#### PROVIDED DATA

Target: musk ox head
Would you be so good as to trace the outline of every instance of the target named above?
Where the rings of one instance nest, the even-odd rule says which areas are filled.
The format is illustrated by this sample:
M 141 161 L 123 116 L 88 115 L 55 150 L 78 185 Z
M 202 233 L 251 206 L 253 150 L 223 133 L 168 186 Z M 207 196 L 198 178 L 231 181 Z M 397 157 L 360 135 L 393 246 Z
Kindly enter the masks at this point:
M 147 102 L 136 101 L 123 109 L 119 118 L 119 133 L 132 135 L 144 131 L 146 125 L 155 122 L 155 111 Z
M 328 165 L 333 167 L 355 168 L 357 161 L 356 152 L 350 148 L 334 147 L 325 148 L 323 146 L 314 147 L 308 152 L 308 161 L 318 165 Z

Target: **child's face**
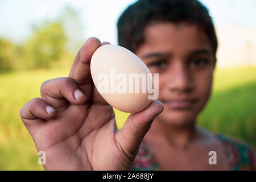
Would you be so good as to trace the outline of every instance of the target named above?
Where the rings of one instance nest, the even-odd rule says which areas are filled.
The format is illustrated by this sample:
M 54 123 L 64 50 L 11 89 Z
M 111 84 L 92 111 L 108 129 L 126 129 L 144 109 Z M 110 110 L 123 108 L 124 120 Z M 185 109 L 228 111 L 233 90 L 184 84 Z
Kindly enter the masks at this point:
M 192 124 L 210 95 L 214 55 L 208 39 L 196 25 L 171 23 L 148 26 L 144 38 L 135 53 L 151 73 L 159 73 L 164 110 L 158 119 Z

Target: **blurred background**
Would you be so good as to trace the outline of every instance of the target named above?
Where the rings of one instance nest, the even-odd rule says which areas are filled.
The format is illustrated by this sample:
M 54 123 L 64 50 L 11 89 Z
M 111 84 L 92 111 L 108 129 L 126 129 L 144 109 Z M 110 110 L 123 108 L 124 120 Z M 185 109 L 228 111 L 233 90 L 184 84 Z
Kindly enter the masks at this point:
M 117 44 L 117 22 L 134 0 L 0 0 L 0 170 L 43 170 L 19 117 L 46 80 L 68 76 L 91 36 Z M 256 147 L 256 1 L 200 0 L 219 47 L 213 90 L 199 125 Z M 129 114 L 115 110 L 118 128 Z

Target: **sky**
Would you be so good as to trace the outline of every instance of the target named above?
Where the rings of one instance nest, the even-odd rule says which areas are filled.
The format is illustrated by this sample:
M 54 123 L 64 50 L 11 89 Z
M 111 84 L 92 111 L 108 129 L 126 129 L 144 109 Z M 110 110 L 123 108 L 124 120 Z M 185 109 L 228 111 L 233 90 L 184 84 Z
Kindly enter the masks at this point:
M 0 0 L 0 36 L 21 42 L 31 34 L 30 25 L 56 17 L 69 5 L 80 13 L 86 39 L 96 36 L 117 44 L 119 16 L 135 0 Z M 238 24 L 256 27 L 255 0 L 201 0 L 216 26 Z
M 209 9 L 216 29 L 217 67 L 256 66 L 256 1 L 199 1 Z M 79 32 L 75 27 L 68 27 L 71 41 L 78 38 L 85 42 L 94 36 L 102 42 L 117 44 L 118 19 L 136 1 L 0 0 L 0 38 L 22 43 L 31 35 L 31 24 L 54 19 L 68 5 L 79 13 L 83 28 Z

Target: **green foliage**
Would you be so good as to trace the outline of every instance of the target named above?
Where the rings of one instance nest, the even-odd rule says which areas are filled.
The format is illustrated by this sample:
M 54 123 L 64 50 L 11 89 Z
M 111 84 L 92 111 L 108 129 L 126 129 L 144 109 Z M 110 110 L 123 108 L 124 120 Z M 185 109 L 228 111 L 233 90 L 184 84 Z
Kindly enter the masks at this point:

########
#### PROVIDED DATA

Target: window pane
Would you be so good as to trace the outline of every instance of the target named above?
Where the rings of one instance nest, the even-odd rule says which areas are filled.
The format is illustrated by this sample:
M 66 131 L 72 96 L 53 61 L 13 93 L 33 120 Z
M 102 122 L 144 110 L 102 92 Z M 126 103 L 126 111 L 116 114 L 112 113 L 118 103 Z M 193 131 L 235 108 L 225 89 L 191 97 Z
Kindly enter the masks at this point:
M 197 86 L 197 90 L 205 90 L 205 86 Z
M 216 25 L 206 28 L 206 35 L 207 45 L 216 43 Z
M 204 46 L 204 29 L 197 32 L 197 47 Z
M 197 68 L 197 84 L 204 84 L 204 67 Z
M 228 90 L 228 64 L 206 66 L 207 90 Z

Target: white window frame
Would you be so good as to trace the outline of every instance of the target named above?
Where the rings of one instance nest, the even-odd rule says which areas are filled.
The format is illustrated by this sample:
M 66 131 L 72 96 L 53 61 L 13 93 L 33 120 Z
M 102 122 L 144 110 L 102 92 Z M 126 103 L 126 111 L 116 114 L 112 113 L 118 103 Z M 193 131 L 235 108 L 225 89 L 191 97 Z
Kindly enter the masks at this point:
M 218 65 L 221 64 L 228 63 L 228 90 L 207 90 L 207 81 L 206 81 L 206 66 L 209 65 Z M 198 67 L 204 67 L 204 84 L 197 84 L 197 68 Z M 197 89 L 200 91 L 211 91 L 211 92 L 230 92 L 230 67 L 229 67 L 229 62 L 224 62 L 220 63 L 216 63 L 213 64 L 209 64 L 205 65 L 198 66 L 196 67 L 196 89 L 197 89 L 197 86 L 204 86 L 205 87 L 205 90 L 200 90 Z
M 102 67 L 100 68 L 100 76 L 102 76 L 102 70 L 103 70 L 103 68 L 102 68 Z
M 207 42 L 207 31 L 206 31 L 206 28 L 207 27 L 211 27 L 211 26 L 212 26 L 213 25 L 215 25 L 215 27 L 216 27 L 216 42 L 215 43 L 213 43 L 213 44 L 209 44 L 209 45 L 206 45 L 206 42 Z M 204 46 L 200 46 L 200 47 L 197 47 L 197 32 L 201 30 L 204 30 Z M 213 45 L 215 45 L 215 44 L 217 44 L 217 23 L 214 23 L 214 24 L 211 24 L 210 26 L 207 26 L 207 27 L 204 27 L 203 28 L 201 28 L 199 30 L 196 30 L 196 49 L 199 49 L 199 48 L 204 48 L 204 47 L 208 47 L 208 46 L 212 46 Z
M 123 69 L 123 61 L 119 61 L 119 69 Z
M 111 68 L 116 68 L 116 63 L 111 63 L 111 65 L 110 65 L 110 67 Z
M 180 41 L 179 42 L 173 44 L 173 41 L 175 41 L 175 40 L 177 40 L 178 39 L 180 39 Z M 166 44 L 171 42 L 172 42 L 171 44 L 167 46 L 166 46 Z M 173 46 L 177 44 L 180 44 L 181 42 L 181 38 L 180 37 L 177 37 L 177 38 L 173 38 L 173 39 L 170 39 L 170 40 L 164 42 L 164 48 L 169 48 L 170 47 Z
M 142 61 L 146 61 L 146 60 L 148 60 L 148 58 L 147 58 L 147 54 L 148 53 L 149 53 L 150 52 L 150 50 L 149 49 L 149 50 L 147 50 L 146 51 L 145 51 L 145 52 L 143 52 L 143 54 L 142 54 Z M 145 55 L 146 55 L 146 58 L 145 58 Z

########
#### PROVIDED DATA

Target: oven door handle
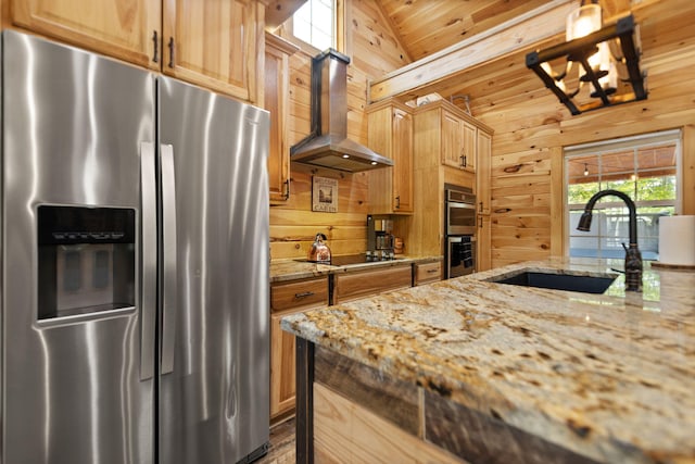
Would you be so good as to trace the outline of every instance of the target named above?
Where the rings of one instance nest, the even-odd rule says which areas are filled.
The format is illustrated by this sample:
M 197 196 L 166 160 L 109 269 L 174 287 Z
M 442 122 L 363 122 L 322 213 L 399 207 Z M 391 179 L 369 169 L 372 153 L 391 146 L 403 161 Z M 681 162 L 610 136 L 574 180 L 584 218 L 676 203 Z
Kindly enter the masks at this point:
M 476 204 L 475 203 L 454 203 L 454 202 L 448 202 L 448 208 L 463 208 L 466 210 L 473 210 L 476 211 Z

########

OBJECTIVE — Could you write out the lines from the one holding "Target: **blurred background**" through the one holding "M 117 44 L 117", inclusive, substituting "shown" for "illustrated" and leaving everything else unchanged?

REPLY TO THE TASK —
Target: **blurred background**
Would you be so good as to trace the outline of every instance of the target named above?
Where the rings of one instance nest, the even-odd rule says which areas are filled.
The format is shown by this sample:
M 54 123 L 64 50 L 11 89 Z
M 111 84 L 92 111 L 108 129 L 126 129 L 144 109 Z M 110 110 L 123 108 L 124 120 Z M 185 109 L 228 111 L 233 90 L 184 84 Z
Kindly enter the masks at this point:
M 117 44 L 117 22 L 134 0 L 0 0 L 0 170 L 43 170 L 19 117 L 46 80 L 68 76 L 91 36 Z M 256 147 L 256 1 L 200 0 L 219 47 L 213 90 L 199 125 Z M 129 114 L 115 110 L 118 128 Z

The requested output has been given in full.